For real?!?!? If I hadn't already bought a hunt here with my boy at the sword seminar, I would be all over this!!!

I think I am more excited to get out there than my boy is now! Talk about creating memories for a lifetime with your kids. You can't put a price on that!! :wink: This is a win win no matter how you look at it. You get to create a forever memory with your kid while the money goes to helping kids. I love every aspect of this hunt!


----------



## broadonrod (Feb 26, 2010)

We have another add on to the hunt !!! Peggy at "Circle V" in Carrizo Springs just add a *free entry for the youth hunter* on this trip to the *"Los Cuernos De Tejas deer contest* !!! Here is a link to the contest *http://loscuernos.com/* Thanks again Peggy and everyone from Circle V for donating the entry ! Brett Holden/Capt. Ahab *Lets get the bids rolling for the kiddos !!!!! Its Toy Time ! The Bid is at $3100.00 now a few days left ! 



*


----------



## PortATrout (Aug 15, 2005)

I'd be in for sure if I still had a youth hunter. My daughter turned 17 about 3 months ago. Would love to look at the deer on your place, you have some special animals.


----------



## broadonrod (Feb 26, 2010)

PortATrout said:


> I'd be in for sure if I still had a youth hunter. My daughter turned 17 about 3 months ago. Would love to look at the deer on your place, you have some special animals.


Thanks you my brother ! You have some really great deer on your place your self... Lets keep the bids coming!!! We are taking the youth hunt next Saturday that won the bid at the Swordfish Seminar and looking forward to this hunt soon after.. *This looks like the best year we have had on the ranch in the last 10 years as far as the deer go and can't wait to get the youngster down there to hunt thier South Texas Muy Grande !!! Lets keep the bidding going !!! BlueN' Brew has the bid now at 3100.00  Capt. Ahab*


----------



## FISH TAILS (Jan 17, 2005)

I thought I would share a photo from the blind today that Bret sent me!! This hunt is going to be an adventure that one lucky youngster will get to go on!! Good luck to all bidding I want to say thanks for the help with the kids in need I know they will greatly appreciate it!!

■ **EXTRACTED MATERIAL**
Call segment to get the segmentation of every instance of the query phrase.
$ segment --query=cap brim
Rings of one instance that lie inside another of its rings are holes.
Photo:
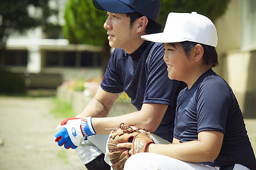
[[[92,0],[93,5],[98,9],[117,14],[135,12],[136,11],[119,1]]]
[[[174,35],[166,34],[164,32],[143,35],[141,36],[141,38],[146,41],[162,43],[178,42],[185,41],[183,39],[177,37]]]

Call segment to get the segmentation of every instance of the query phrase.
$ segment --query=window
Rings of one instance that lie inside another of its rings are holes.
[[[6,50],[4,65],[10,66],[26,66],[28,58],[27,50]]]
[[[47,67],[100,67],[100,53],[79,51],[46,51]]]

■ **WHAT TO DO**
1 - Copy verbatim the portion of the youth deer hunt forum thread starting with "I think I am" and going on through "days left !".
2 - Pick up the forum thread about the charity youth deer hunt auction after its final post and write what comes next.

■ **SOLVED PROBLEMS**
1 -
I think I am more excited to get out there than my boy is now! Talk about creating memories for a lifetime with your kids. You can't put a price on that!! :wink: This is a win win no matter how you look at it. You get to create a forever memory with your kid while the money goes to helping kids. I love every aspect of this hunt!


----------



## broadonrod (Feb 26, 2010)

We have another add on to the hunt !!! Peggy at "Circle V" in Carrizo Springs just add a *free entry for the youth hunter* on this trip to the *"Los Cuernos De Tejas deer contest* !!! Here is a link to the contest *http://loscuernos.com/* Thanks again Peggy and everyone from Circle V for donating the entry ! Brett Holden/Capt. Ahab *Lets get the bids rolling for the kiddos !!!!! Its Toy Time ! The Bid is at $3100.00 now a few days left !

2 -
Brett, Jerry, Bill and all you guys and gals involved are top notch with this act of generosity!! So many kids at Christmas will now have a reason to smile!!:cheers::cheers:


----------



## PortATrout (Aug 15, 2005)

FISH TAILS said:


> I thought I would share a photo from the blind today that Bret sent me!! This hunt is going to be an adventure that one lucky youngster will get to go on!! Good luck to all bidding I want to say thanks for the help with the kids in need I know they will greatly appreciate it!!
> Brett, Jerry, Bill and all you guys and gals involved are top notch with this act of generosity!! So many kids at Christmas will now have a reason to smile!!:cheers::cheers:


Somebody is going to miss a heck of a deal here if you don't step up and bid on this item. A hunt like this is easily worth $5,000 when you consider the type of deer that he lets these kiddos shoot. Come on guys, get this thing rolling for the kids.


----------



## buzzard bill (Jan 21, 2010)

*Thank You Brett and Bidders on This Hunt*

I just wanted to say "thank you" to Brett and to all who have been bidding on this great hunting opportunity to help the central Texas coast kids in need.

Marie Hawes, one of the Port O'Connor Community Fund volunteers, called me last week to confirm the number of kids she thinks we will need to support this year. Her estimate is that it will be well over 1,200 kids. Just in case you are wondering, last year we were able to support 7 agencies and one family in need. Here is the breakdown of agencies and kids that were supported:

Adopt An Angel 56
Bluebonnet Ranch 35
Port Lavaca Harbor (women and children's shelter) 200
Brown Santa / Port Lavaca Sheriff's Dept 500
Foster Care for Calhoun and Jackson Counties 150
American Red Cross 100
Seadrift School 80
Family in Victoria area whose home burned down just before Christmas 6

*Grand Total - 1,127 children helped in 2011*. Keep in mind that there is no overhead cost and no administrative cost associated with our efforts. 100% of the funds are used to buy toys for the kids in need. Marie also says that there are several additional agencies that have already contacted her about receiving toys this year.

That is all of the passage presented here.